■ Aim
Write out each of the items below verbatim, changing nothing.

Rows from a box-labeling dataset

>> Begin

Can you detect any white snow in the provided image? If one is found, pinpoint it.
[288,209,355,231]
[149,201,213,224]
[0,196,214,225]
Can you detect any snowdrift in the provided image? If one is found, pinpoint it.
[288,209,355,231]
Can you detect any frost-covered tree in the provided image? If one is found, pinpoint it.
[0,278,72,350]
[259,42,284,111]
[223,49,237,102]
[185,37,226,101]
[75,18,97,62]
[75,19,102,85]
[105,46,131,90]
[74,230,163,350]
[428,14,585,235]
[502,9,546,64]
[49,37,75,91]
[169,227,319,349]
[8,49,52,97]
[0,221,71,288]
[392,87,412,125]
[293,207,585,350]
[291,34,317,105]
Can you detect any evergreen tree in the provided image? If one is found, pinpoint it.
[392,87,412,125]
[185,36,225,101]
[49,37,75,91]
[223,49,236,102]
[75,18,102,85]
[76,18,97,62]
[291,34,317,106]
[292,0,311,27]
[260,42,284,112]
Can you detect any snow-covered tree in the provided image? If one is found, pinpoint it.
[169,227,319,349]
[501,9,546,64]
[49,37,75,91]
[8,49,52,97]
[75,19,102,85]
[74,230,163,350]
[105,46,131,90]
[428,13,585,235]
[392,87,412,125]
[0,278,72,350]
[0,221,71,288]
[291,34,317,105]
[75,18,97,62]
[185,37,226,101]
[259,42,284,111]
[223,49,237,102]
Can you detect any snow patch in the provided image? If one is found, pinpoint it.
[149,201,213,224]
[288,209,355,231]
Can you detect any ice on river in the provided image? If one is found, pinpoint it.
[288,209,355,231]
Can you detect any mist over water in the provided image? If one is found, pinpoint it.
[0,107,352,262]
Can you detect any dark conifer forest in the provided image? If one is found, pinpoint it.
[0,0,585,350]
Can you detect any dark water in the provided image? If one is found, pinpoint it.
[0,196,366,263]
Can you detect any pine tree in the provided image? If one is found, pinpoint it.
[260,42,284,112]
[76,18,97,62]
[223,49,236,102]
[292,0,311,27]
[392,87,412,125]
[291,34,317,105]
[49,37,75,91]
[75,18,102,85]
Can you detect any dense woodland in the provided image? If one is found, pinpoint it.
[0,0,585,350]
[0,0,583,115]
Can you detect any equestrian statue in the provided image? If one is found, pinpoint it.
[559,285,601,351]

>> End

■ Answer to this task
Can you detect any white snow in the provided image? If one is found, pinpoint it.
[288,209,355,231]
[149,201,213,224]
[0,196,214,225]
Can you detect any snowdrift in the provided image? If one is found, pinpoint it.
[288,209,355,231]
Can you detect any frost-covered tree in the provided image? If one is found, pinpoint it.
[0,278,72,350]
[259,42,284,111]
[223,49,237,102]
[185,37,226,101]
[75,18,97,62]
[75,19,102,85]
[105,46,131,90]
[74,230,163,350]
[428,14,585,235]
[502,9,546,64]
[49,37,75,91]
[169,227,319,349]
[8,49,52,97]
[0,221,71,288]
[392,87,412,125]
[293,207,585,350]
[291,34,317,105]
Can you detect any evergreen tree in the provided image? If one is found, pinpoint it.
[392,87,412,125]
[185,36,225,101]
[49,37,75,91]
[223,49,236,102]
[75,18,102,85]
[76,18,97,62]
[291,34,317,106]
[292,0,311,27]
[260,42,284,112]
Can you detect any snow-covered tree in the provided image? If one is found, pinpoint it.
[169,227,319,349]
[501,9,546,64]
[49,37,75,91]
[8,49,52,97]
[75,19,102,85]
[74,230,163,350]
[105,46,131,90]
[428,13,585,235]
[392,87,412,125]
[0,278,72,350]
[0,221,71,288]
[291,34,317,105]
[75,18,97,62]
[185,37,226,101]
[259,42,284,111]
[223,49,237,102]
Can you detect any snow patch in the provided image? If one is found, pinpoint it.
[149,201,213,224]
[288,209,355,231]
Can you detect any ice on river in the provided image? If one is found, pinpoint it.
[288,209,355,231]
Can you detect any mist over water in the provided image? If one is found, pinpoint it.
[0,107,352,262]
Can you detect any dark conifer forest in the provided image? If one is found, pinpoint it.
[0,0,585,350]
Can you detect any dark water in the provided image? If one is found, pinpoint it.
[0,196,366,263]
Can you detect any pine tree in the provided image? If one is found, pinpoint it.
[260,42,284,112]
[76,18,97,62]
[223,49,236,102]
[292,0,311,27]
[392,87,412,125]
[291,34,317,105]
[49,37,75,91]
[75,18,102,85]
Can you detect any dense woodland in the provided image? If one is found, pinpoint it.
[0,0,585,350]
[0,0,583,115]
Can you detect any equestrian statue in the provided image? If one is found, pinpoint it.
[559,285,601,351]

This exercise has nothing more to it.